Too true. Noam Chomsky - himself Jewish - is one of the most profound
philosophers of our age, but his scathing reviews of the Israeli
occupation and America's blind, unquestioning support for Israel now earn
him ever more ruthless abuse. In the United States, he wrote recently, a
whole population is kept in ignorance of the facts because "the economic
and and military programmes (of Israel) rely crucially on US support,
which is domestically unpopular and would be far more so if its purposes
were known."

Ignorance of the Middle East is now so firmly adhered to in the US that
only a few tiny newspapers report anything other than Israel's point of
view. You won't find Chomsky in The New York Times. It was put very well
by Charlie Reese in a recent issue of the Orlando Sentinel - note the
boondocks location - when he wrote that "Palestinians won't get their
independence until Americans get theirs".

But the attempt to force the media to obey Israel's rules is now
international. We must say that Israel is under siege by Palestinians
(rather than occupying Palestinian land), that Palestinians are
responsible for the violence (even though Palestinians are the principal
victims), that Arafat turned down a good deal at Camp David (though he
was offered just over 60 per cent of his land, not 94 per cent), and that
Palestinians indulge in child sacrifice (rather than question why the
Israeli troops have shot so many Palestinian children).

■ DATASET RECORDS:
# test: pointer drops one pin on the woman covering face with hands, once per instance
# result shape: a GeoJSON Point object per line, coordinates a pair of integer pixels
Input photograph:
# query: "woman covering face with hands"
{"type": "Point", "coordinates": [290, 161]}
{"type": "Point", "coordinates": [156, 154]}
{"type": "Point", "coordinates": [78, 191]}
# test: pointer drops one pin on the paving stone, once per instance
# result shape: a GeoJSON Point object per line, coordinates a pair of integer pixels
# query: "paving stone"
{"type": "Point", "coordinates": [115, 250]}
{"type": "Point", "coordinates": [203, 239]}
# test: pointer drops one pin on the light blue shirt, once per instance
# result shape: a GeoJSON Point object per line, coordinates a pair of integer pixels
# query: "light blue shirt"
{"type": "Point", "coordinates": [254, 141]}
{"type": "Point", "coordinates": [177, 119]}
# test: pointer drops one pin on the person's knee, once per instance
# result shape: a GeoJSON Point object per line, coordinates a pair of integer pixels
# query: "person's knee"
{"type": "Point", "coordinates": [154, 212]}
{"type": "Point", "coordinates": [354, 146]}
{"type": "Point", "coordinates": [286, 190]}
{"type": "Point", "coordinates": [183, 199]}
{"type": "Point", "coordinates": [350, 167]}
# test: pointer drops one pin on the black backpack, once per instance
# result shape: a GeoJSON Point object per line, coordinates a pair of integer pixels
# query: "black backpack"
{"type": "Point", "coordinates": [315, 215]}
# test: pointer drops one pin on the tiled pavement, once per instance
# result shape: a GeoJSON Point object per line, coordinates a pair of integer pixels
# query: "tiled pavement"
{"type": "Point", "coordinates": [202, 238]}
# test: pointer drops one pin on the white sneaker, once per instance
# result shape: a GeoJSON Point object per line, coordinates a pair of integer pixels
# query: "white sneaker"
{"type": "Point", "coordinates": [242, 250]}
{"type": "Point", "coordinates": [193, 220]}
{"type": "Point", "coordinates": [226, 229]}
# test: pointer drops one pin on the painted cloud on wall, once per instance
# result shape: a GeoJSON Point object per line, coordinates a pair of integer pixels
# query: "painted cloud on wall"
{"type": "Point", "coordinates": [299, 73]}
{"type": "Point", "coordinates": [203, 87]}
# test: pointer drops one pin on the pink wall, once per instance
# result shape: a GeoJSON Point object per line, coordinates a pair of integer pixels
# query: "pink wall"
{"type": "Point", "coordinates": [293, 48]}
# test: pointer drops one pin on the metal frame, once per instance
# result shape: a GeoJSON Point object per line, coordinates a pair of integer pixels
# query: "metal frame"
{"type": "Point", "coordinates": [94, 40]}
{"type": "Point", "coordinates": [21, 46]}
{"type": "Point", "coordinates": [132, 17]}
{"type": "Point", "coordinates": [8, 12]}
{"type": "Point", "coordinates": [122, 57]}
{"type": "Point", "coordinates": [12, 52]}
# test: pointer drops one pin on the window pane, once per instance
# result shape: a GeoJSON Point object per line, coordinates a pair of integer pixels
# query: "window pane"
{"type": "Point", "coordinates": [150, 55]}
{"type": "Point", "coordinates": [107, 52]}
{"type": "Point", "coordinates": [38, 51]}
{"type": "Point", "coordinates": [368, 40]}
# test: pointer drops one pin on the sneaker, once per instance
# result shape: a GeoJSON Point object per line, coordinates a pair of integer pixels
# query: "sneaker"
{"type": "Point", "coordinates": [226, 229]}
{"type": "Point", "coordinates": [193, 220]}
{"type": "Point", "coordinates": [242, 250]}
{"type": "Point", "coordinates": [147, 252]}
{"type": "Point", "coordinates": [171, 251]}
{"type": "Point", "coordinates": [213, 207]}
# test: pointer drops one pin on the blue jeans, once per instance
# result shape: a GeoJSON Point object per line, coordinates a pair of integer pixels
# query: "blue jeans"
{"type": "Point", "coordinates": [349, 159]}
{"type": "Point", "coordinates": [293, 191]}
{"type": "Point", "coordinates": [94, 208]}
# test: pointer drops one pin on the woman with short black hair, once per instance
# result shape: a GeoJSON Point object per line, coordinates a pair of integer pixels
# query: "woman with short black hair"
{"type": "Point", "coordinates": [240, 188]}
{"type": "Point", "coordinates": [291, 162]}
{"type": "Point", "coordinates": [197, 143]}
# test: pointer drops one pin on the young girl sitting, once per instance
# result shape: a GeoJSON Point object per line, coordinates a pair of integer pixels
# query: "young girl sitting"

■ EXERCISES TO COMPLETE:
A - Duplicate the passage on media coverage of Israel from "But the attempt" to "many Palestinian children).".
B - In the passage on media coverage of Israel, which newspaper carried Charlie Reese's remark about Palestinian independence?

■ ANSWERS IN ORDER:
A -
But the attempt to force the media to obey Israel's rules is now
international. We must say that Israel is under siege by Palestinians
(rather than occupying Palestinian land), that Palestinians are
responsible for the violence (even though Palestinians are the principal
victims), that Arafat turned down a good deal at Camp David (though he
was offered just over 60 per cent of his land, not 94 per cent), and that
Palestinians indulge in child sacrifice (rather than question why the
Israeli troops have shot so many Palestinian children).

B - The Orlando Sentinel.